Work to do
Report how many lines in the entries below contain the string "metal", with case counting. Give only the number.

** START Supplied entries **

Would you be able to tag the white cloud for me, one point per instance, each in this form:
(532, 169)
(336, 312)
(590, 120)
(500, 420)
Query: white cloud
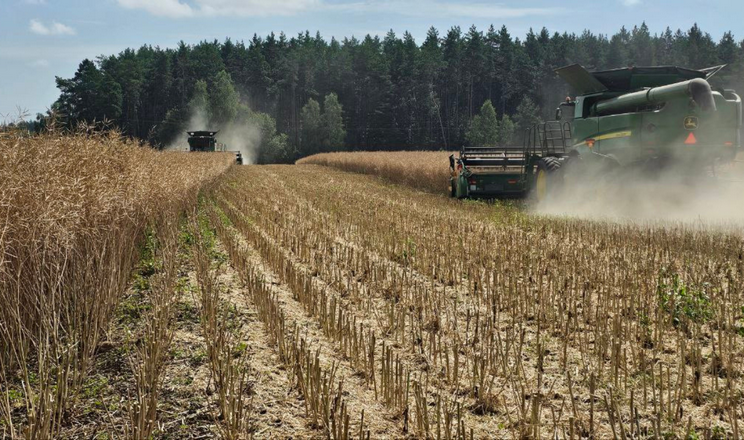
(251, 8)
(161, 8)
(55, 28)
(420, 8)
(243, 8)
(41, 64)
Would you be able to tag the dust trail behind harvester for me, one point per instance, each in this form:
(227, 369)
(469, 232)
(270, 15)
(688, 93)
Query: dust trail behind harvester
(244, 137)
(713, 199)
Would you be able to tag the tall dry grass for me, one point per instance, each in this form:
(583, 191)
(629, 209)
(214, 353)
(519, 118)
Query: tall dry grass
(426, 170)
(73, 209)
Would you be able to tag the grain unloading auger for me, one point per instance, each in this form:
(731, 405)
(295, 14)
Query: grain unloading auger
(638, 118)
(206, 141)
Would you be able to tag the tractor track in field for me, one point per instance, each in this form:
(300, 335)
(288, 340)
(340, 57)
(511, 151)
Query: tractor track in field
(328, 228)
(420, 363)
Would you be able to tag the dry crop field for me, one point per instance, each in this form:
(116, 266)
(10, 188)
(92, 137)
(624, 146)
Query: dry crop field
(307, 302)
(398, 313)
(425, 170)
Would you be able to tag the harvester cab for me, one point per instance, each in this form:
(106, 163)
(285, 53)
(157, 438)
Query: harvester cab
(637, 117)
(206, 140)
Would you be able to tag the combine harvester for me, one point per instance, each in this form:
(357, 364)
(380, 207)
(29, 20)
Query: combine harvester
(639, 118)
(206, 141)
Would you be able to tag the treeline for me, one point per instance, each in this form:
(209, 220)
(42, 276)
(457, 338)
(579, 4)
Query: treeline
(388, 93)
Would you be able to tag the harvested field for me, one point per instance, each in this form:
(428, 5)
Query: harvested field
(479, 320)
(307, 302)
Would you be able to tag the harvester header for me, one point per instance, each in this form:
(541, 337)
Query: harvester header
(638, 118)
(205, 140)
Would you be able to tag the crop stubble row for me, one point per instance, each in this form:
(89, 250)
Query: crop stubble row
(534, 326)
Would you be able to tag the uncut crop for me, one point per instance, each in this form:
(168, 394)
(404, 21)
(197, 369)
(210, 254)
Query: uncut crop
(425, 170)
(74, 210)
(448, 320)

** END Supplied entries **
** START Supplied entries **

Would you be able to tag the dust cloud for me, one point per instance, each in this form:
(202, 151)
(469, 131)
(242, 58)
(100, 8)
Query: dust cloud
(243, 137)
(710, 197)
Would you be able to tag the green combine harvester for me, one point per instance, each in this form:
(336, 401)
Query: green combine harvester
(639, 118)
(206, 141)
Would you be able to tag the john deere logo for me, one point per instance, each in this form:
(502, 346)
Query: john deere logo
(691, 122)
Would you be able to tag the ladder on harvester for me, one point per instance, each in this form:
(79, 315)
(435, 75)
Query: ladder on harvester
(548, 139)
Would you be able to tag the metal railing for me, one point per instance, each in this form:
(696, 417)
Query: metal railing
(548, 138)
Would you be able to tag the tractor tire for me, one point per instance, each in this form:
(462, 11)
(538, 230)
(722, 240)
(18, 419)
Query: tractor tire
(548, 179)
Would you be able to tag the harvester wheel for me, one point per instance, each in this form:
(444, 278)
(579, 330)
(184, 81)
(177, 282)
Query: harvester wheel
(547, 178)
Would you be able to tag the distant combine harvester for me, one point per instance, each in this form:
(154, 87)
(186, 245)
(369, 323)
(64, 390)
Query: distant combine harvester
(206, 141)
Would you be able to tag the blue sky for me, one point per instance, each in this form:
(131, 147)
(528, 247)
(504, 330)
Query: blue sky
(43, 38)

** END Supplied entries **
** START Supplied entries **

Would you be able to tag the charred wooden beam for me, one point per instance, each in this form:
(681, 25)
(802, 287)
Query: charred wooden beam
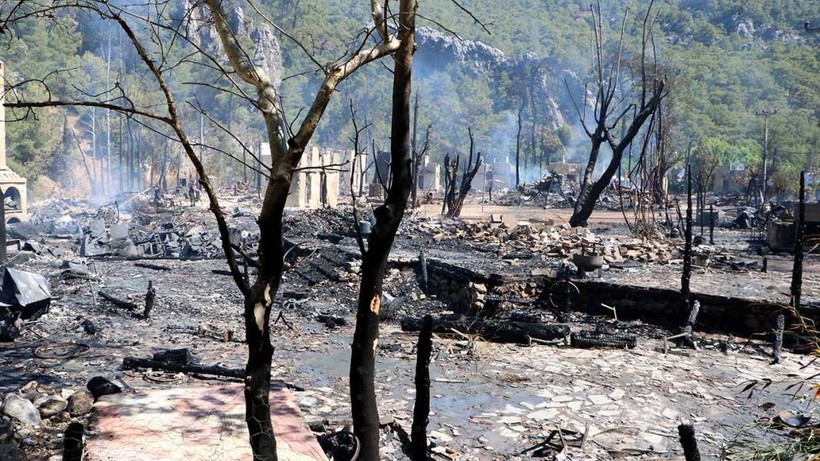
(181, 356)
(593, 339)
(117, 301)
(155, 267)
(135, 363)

** END Supplied entries **

Result of this task
2